*** Text Section Begins ***

H also wanted to spend a day at Hampton Court Palace, so one Friday we took the train from Blackfriar's and through the boggy suburbs to Hampton Court Station. We'd started to cross the Thames bridge when we realized we'd need some lunch before taking on the Palace, doubled back to Bridge St and settled in at the second place on the right. It was full of locals and homegrown art, had excellent lunch fare.(I wanted to go back later and note the cafe's name, but that was yacht party day and we didn't want to miss the train.)

I have to think that Henry VIII's greed, like our local Henry Shaw's unwillingness to marry, has proven very fortunate for us future hoi polloi. If Henry hadn't jumped at Cardinal Wolsey's offer of Hampton Court, the Palace might have been torn down for a nice little suburb there. You know how bad descendants are at preserving things vs making some easy money. The same with Hyde Park and all that former monastery land, maybe?

*** Text Section Ends ***
*** Data for analysis Section Begins ***

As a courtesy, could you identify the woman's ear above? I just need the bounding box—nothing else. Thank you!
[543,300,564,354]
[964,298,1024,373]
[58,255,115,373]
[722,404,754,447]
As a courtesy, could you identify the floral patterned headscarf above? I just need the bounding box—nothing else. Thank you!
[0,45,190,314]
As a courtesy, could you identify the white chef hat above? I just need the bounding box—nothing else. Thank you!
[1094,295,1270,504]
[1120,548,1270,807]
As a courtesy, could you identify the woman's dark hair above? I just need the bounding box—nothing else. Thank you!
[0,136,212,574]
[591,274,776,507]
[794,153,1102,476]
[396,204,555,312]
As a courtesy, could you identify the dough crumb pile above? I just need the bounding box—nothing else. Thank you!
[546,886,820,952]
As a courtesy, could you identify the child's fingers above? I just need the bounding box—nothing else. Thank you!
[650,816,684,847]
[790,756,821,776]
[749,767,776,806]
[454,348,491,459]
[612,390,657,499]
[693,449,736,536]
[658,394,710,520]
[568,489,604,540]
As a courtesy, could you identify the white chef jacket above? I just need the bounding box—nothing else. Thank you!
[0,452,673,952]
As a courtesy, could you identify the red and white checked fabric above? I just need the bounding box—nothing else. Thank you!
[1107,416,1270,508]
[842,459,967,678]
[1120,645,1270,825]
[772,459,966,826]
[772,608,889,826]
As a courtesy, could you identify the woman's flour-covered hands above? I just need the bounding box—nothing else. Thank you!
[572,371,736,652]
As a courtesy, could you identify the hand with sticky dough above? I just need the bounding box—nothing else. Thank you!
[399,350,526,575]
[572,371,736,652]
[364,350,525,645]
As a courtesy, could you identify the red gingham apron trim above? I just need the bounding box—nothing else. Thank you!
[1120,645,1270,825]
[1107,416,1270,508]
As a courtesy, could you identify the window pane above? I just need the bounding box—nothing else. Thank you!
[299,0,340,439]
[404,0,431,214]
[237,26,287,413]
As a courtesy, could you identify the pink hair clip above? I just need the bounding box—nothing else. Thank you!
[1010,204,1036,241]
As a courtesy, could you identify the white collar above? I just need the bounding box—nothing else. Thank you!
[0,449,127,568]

*** Data for analysis Section Ends ***

Task instructions:
(1) According to the Hampton Court text, why did the writer consider Henry VIII's greed fortunate? Answer in one to three sentences.
(2) Please carry on with the Hampton Court text, starting right after its final sentence.
These rows have no connection to the Hampton Court text.

Responses:
(1) The writer thought it was fortunate because Henry VIII took up Cardinal Wolsey's offer of Hampton Court. Had he not, the Palace might have been torn down to make room for a suburb, since descendants tend to prefer easy money over preserving things.

(2)
It is well worth a day there. The Tudor/Wren etc archtecture, the Great Hall, the chapel, the Great Vine, the prospects and formal gardens. When we encountered H VIII in a hallway and asked if curtseying was optional, he that said unless we knew how to do it correctly we should just fade into the background. A fine figure of a man.

We spent some time in the Young Henry VIII exhibition. I had backtracked a room to make sure Catherine of Aragon was that Isabella and Ferdinand's daughter when a guard, or is it guide, asked if I could help. Justin turned out to be a fountain of colorful historico-medical anecdotes, some of them almost too colorful for mixed company. He started off with the tidbit that Catherine of A had taken only two baths in her lifetime and took it from there. I'd have been fine with his accomanying us for the rest of our Palace visit, and I bet he's fun around the pub of an evening.